Copy every line of the records below except the picture, and offset each bounding box coordinate by -149.
---*---
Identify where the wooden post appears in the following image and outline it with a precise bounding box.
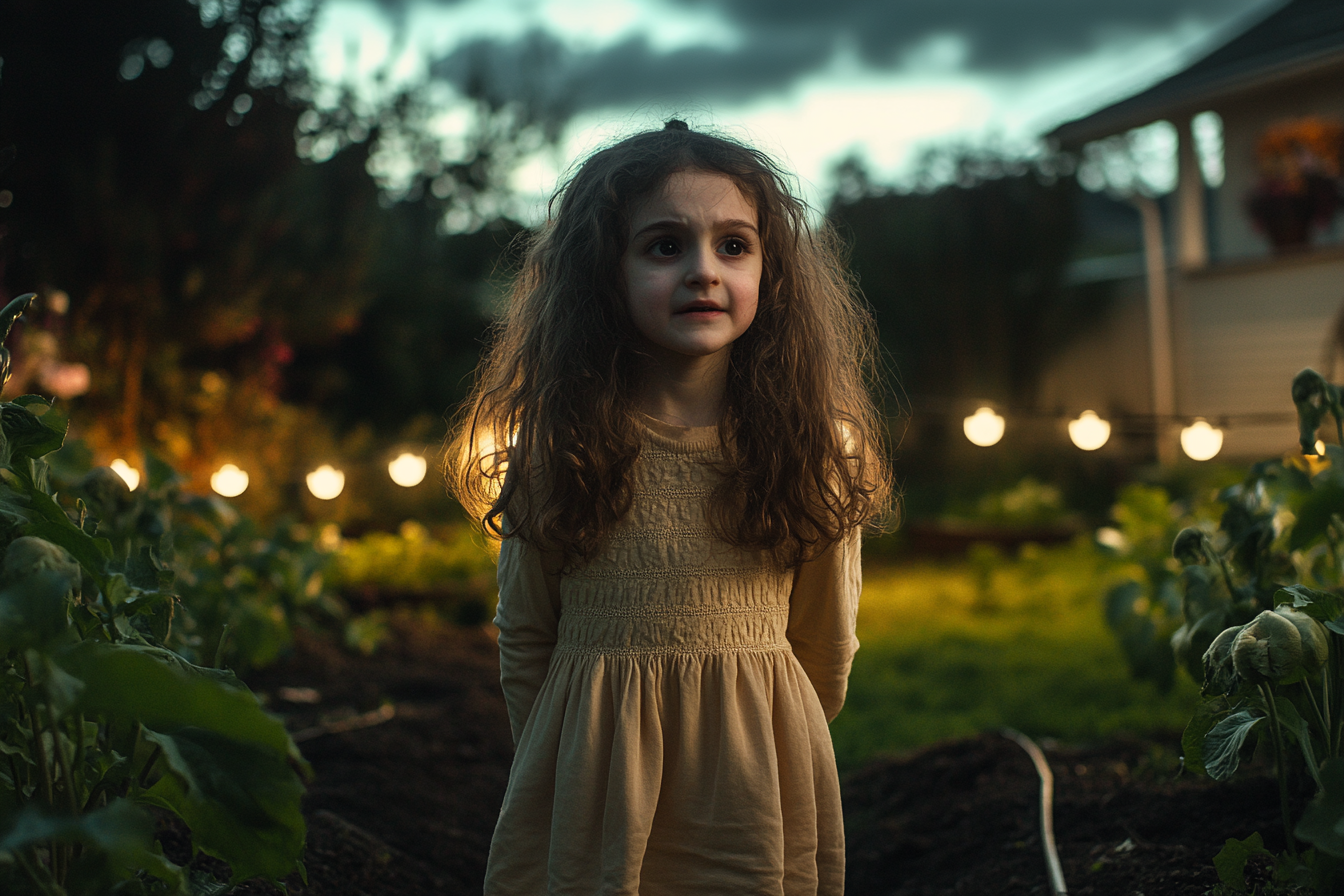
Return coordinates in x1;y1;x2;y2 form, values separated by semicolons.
1132;193;1176;466
1176;117;1208;270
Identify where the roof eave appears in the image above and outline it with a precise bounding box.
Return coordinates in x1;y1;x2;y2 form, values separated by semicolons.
1046;47;1344;149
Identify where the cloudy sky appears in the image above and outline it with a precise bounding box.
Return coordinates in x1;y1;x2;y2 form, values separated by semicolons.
313;0;1281;210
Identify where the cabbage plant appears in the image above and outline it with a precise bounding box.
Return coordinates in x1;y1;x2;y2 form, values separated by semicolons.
1172;369;1344;892
0;296;308;896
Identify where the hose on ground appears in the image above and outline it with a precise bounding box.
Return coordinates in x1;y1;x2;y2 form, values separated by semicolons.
1004;728;1068;896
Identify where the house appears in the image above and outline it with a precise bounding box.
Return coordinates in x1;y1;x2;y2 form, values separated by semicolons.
1043;0;1344;462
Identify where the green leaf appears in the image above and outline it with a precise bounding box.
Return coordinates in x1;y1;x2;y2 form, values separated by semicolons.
---*---
Response:
Identify where the wooden post appears in the following image and outline it with a precise bounding box.
Return coordinates in x1;y1;x2;y2 form, values separated by semicolons.
983;44;1027;317
1027;-32;1059;121
Identify where the roof eave appears in the image above and outline it with a precise bounding box.
Return coordinates in x1;y1;x2;y2 form, values separated by semicolons.
897;-102;1195;0
Identify where the cloudy sky appears in the image above and outline it with a precise bounding box.
Return coordinates in x1;y1;x2;y2 form, values separated by semicolons.
164;-149;1132;61
Identify where the cabbage plant appears in the image above and outline it with a precise bounding box.
Return coordinates in x1;y1;x2;y2 form, values separated by semicolons.
1023;220;1195;743
-149;147;159;747
Identify where the hose on ground appears in the image above and outline it with a precise bounding box.
Return coordinates in x1;y1;x2;y2 form, values separated by semicolons.
855;579;919;747
Identify where the house appears in the image above and outline it with a precise bounding box.
Return coordinates in x1;y1;x2;y2 form, values separated by semicolons.
894;-149;1195;313
Identify where the green leaf appears in the image above and outline it with a precise bounding box.
Return coordinates in x1;y1;x2;y2 form, values separated by semicolons.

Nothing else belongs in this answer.